— Start of PAGE EXTRACT —

[Themaintainers] Introductions
Ian Lowrie
il4 at rice.edu
Thu Mar 12 06:09:41 EDT 2015
Hi Folks,
I'm Ian Lowrie, a PhD candidate in the anthropology department at Rice
University. Currently, I'm living in Moscow and doing some research
about the data sciences here for my dissertation. I'm working at the
intersection of academy and industry, where a powerful coalition of
elites are attempting to shape new institutions and build new types of
education adequate to training a generation of professionals capable
of responding to the demands placed on them by reforms in the Russian
science system and the emerging Russian information economy alike.
As you can imagine, there is a whole lot of innovation-speak in this
world. I find this call to study maintenance congenial for three main
reasons. First, a huge part of this task of reform is figuring out how
to keep Russia's historical excellence in fundamental mathematics
research and education while also working towards breaking down the
barrier between the academy and the world of "applied tasks" that is
in many ways perceived to have produced this excellence in the first
place. The question, in other words, is how to maintain the embodied
expertise and pedagogical infrastructure that produced this
excellence, while redirecting its output somewhat.
Second, though data science is infamous for mission-creep -- for
always extending its central heuristics and machines to new problems,
some might say prematurely -- a lot of what it actually does here in
Russia is much closer to maintenance than the production of new
services. Computer vision is used for automated inspection of quite
literal infrastructure, for example, or for corroborating gaps in
existing personnel databases, and natural language processing is used
not only for analysis of but for fixing indexing errors in
already-existing databases as they are moved to digital platforms; all
of which is the taking-over of existing types of maintenance, despite
the glossy cover in which it often comes packaged.
Finally, most prosaically, I'm interested in how the drive to train
ever-more and ever-better specialists is underwritten by the
ever-present specter of brain drain. How do we get the people we train
to stay in academic or industrial research, and not leave to
better-paying jobs as simple analysts in the banking industry? More
urgently, how do we get people to not simply leave for jobs in Europe
or America after we've invested so much capital in training them? The
question of how to maintain human capital is central to attempts to
build human capital, in other words.

— End of PAGE EXTRACT —

WORK TO BE COMPLETED: Could you carry on the mailing-list introduction about studying data science in Russia, picking up after its last sentence?

— Start of GIVEN INFORMATION —

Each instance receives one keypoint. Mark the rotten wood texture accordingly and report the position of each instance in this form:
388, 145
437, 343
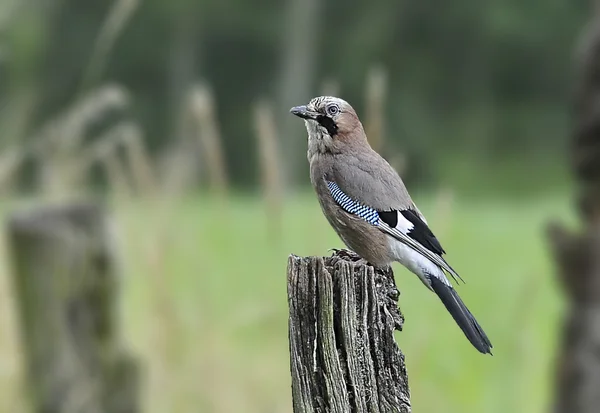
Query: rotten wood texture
578, 253
344, 358
66, 282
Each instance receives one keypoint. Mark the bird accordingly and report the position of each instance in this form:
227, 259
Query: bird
367, 204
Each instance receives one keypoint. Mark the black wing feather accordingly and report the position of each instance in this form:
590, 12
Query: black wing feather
422, 233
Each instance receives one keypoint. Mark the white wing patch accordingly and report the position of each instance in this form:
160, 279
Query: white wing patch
399, 232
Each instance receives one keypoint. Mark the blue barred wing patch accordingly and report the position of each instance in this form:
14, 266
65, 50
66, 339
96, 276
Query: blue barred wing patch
351, 206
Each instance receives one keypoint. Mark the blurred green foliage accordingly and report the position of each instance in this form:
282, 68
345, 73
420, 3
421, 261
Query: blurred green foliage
468, 80
208, 310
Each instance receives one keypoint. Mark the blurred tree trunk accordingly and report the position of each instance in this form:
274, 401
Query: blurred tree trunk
299, 49
578, 254
66, 283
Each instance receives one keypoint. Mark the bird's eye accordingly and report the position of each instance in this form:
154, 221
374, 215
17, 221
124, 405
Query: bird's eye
332, 110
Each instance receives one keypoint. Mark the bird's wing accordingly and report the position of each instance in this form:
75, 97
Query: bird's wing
405, 225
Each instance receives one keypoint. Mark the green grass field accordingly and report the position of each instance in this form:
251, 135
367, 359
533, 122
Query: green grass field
205, 305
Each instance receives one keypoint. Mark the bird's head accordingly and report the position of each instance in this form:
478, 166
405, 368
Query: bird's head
331, 123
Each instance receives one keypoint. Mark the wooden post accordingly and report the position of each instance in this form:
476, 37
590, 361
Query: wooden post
66, 282
343, 354
578, 253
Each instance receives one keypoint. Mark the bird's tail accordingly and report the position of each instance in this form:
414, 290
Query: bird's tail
462, 315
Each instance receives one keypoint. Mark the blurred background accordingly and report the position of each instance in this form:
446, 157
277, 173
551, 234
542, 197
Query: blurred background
174, 114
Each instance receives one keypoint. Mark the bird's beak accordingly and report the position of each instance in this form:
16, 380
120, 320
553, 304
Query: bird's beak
303, 112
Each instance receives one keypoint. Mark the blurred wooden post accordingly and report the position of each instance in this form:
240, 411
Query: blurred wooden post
343, 354
66, 281
578, 254
271, 170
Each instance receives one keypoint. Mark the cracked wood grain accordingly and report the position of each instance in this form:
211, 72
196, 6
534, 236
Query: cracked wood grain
343, 354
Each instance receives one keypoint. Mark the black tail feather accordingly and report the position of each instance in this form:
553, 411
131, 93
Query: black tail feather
462, 315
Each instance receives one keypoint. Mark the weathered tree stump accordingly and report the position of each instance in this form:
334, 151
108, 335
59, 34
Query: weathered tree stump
578, 254
344, 358
66, 284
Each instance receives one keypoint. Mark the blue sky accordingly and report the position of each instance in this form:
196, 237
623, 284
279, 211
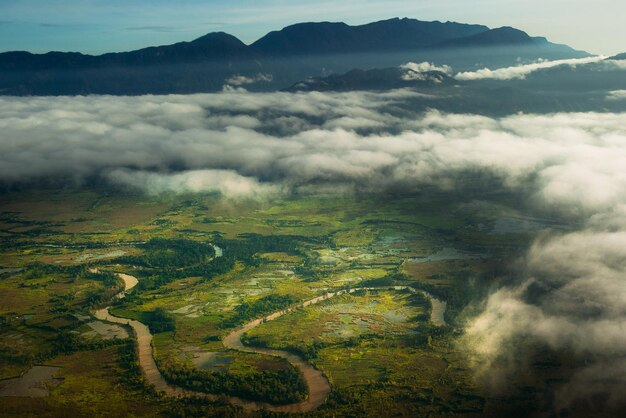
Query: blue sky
97, 26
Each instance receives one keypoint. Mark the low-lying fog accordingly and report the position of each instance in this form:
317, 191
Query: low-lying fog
571, 294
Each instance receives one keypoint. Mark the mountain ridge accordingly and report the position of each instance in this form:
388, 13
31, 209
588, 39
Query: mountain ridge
275, 61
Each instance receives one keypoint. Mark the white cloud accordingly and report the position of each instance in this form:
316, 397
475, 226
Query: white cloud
252, 145
521, 71
616, 95
240, 80
419, 71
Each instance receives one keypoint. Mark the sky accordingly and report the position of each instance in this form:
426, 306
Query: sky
98, 26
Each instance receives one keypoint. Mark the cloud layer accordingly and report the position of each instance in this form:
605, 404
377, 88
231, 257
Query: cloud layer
571, 294
522, 71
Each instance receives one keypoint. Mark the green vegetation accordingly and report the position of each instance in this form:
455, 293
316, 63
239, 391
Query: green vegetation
258, 308
379, 349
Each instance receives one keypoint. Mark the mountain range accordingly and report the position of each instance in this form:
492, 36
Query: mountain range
282, 58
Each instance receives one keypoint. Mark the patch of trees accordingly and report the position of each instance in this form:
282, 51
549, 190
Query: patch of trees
38, 270
242, 250
159, 320
258, 308
131, 374
278, 387
197, 407
170, 253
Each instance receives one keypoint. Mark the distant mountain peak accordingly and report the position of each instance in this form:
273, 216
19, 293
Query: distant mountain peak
503, 36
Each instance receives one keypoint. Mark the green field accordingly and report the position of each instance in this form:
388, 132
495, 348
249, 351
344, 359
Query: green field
378, 349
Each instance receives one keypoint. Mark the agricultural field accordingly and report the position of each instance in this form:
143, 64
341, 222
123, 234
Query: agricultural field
206, 266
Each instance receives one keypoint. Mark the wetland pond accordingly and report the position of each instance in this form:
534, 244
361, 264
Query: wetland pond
318, 386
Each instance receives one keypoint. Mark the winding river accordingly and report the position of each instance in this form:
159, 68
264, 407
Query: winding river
318, 386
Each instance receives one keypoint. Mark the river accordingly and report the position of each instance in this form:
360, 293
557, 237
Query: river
318, 386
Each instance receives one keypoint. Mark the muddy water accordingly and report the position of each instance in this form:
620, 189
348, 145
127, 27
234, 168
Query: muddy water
318, 386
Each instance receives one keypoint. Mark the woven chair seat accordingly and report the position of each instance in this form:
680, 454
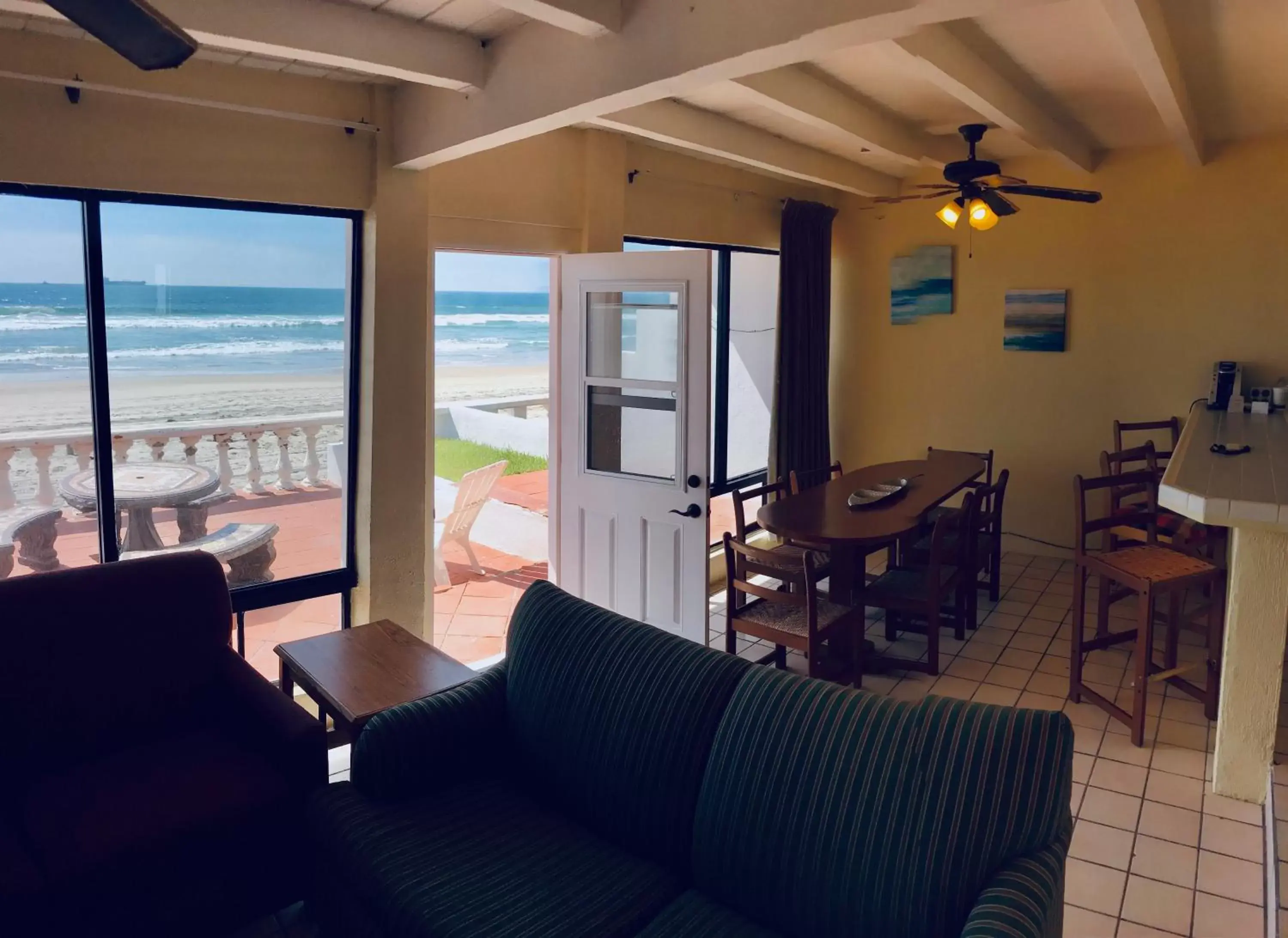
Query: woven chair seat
1156, 563
983, 545
790, 619
903, 584
1169, 524
795, 552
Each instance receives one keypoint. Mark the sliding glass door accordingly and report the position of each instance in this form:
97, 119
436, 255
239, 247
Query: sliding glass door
178, 375
46, 413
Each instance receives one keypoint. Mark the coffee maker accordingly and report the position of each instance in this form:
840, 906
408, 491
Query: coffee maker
1227, 383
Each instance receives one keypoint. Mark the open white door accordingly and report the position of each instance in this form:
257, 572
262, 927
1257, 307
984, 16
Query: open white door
633, 435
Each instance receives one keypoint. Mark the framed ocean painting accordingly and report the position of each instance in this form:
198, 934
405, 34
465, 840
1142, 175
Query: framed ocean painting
921, 284
1035, 320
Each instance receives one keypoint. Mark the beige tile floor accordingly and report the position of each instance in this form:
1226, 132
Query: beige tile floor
1154, 852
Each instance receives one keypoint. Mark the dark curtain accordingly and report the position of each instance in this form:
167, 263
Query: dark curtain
799, 426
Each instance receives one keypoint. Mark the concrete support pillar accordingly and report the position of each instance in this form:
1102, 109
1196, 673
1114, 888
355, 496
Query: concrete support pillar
1251, 664
395, 529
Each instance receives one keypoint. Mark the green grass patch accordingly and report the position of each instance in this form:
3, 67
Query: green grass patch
454, 458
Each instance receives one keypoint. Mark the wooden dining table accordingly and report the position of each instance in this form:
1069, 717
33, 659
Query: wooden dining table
821, 516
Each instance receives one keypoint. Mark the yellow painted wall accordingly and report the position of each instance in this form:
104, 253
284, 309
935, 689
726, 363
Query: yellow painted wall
1179, 266
567, 191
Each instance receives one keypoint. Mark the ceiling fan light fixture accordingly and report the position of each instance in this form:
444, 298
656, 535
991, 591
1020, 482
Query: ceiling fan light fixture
951, 213
982, 218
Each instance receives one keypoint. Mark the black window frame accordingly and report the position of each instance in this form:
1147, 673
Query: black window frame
720, 484
337, 582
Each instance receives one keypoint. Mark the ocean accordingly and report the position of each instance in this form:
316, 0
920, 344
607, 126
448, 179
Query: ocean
210, 330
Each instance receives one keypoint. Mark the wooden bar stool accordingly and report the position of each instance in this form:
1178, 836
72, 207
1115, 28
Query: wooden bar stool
1148, 571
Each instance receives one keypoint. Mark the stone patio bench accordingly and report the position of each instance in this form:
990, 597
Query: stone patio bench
35, 529
248, 549
192, 516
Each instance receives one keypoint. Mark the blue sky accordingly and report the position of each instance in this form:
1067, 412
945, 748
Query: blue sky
40, 240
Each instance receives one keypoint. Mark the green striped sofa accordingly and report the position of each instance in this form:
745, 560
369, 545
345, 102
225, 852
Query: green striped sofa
612, 780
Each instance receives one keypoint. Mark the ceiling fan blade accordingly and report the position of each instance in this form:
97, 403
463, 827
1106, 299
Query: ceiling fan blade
887, 200
1051, 192
133, 29
1000, 204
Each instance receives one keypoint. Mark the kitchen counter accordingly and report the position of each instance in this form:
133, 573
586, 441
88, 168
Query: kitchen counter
1247, 494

— End of GIVEN INFORMATION —

OUTPUT OF THE TASK:
I've blathered on a bit here, but only because I'm genuinely excited
about this call to pay attention to both innovation and conservation,
to how they might reinforce or even produce one another --
particularly as I'm coming from the anthropology of science and
technology, where The New™ is stock-in-trade both for us as
researchers and for those who we study. I won't be able to make it out
to SHOT because of other commitments in the coming year, but I'm
looking forward to seeing where this conversation goes.
Best,
Ian
Quoting Amanda Menking <amenking at uw.edu>:
>>> When you first post to the list, I encourage you to introduce
>>> yourself and your work, to say what interests you about
>>> "maintenance" writ large and how it might connect to your current
>>> and future projects, and also to point us to existing works that
>>> connect to our theme.
>
> Hi Maintainers,
>
> My name is Amanda, and I'm a third year PhD student at the
> University of Washington Information School. I'm currently working
> on research re: Wikipedia and the "gender gap" as well as emotional
> labor in online spaces.
>
> I'm interested in working on a piece re: online moderation and how
> this kind of hidden (and potentially gendered) labor maintains many
> sites. I'd love to work with collaborators on this, too.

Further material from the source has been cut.